* _Directions for this task_: In the passage on fixed skill check DCs, what DC does it say a standard lock should be to pick?
═══ Source passage
Yeah, fixed DC give a feeling of objectivity but using d20 skill checks rigidly doesn't otherwise give me a feeling of fairness, which is more important to me.

The root cause is because skills represent wildly different things that cannot be balanced without a good DM's policy.
 

MNblockhead

A Title Much Cooler Than Anything on the Old Site
Count me among the "fixed DC" people as well. A standard lock should be DC 15 to pick whether the character attempting it is level 1 or level 20, or whether he has +1 or +10 to the check. You become more skilled, things get easier.

I guess the same kind of "relative difficulty" would have such GMs populate the city guard with guards that have 11 hp and +2 to hit when the characters are level 1, and then suddenly if the characters return to the same city when they are level 10, the same guards have 90 hp and +7 to hit... :LOL:
Given that this is how a number of popular video games work, I can see why many players would apply the same logic to their D&D games.
══════
═══ Supplied information
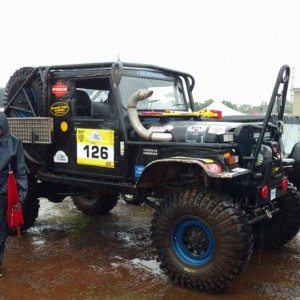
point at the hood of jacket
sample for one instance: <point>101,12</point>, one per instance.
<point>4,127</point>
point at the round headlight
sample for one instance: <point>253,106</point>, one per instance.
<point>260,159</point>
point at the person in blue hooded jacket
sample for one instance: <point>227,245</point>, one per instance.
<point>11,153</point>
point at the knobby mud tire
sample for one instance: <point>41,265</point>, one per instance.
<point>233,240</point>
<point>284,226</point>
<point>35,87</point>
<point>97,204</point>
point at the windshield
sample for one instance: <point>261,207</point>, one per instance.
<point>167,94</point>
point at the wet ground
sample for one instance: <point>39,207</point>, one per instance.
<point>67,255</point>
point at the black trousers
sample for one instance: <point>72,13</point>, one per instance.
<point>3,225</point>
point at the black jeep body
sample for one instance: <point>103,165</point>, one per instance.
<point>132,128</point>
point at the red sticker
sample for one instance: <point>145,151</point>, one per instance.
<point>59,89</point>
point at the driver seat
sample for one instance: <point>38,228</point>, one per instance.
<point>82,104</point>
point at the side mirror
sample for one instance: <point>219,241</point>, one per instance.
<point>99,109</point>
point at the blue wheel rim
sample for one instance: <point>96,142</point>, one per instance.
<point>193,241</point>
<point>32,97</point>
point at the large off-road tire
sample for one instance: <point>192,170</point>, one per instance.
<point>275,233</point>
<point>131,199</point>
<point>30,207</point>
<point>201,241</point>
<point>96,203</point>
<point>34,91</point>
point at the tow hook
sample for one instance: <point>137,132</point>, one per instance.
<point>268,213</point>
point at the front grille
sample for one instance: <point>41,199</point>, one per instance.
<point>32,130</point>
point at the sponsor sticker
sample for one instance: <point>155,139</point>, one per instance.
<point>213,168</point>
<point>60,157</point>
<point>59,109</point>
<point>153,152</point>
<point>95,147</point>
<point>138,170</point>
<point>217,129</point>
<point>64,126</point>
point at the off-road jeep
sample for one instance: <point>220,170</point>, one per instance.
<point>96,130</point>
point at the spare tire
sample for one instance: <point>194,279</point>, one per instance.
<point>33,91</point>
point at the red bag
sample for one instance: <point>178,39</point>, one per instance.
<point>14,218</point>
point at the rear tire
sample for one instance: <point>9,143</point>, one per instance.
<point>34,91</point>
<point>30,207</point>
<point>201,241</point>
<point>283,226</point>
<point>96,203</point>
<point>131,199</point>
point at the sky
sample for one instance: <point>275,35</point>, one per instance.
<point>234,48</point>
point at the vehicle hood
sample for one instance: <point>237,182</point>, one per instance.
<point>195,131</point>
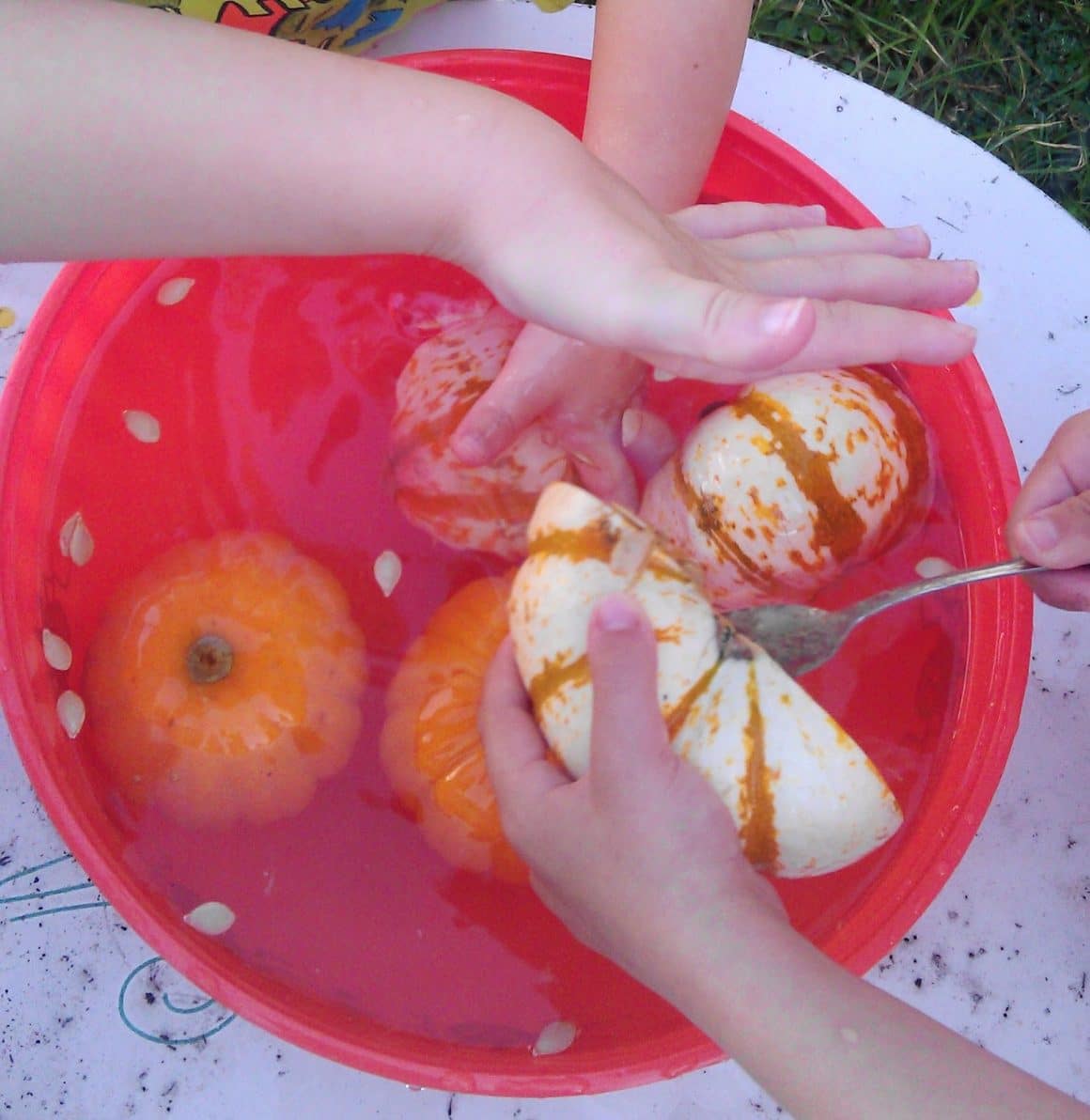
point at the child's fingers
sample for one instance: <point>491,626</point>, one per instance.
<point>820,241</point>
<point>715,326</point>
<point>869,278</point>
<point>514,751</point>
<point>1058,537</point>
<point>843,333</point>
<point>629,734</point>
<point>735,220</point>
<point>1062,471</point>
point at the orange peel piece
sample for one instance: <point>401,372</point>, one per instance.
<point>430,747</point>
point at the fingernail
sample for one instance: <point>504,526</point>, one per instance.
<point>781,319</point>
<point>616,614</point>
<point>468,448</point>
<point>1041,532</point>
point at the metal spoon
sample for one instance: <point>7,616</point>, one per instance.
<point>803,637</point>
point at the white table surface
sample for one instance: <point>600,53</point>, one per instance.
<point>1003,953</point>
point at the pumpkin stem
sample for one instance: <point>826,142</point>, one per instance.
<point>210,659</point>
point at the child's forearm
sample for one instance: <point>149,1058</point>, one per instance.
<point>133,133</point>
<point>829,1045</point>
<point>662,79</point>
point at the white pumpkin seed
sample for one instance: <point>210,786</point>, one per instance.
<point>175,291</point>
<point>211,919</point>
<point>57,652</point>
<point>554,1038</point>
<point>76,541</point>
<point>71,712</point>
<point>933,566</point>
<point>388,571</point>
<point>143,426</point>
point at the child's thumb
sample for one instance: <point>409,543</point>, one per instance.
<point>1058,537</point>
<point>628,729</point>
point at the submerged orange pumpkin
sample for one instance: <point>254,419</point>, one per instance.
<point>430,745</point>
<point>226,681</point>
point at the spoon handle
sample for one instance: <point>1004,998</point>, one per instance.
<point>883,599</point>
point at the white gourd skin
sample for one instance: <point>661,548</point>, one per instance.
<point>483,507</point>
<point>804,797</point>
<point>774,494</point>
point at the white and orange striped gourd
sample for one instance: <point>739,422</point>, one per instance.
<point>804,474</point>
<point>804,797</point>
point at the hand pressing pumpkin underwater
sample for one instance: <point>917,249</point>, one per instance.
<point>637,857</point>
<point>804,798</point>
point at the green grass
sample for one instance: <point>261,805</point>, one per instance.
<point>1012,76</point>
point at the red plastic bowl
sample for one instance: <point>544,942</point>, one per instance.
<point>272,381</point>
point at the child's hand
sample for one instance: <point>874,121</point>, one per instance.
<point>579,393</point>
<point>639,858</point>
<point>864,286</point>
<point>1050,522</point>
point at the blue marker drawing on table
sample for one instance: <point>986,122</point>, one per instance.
══════
* _Answer space_: DC 15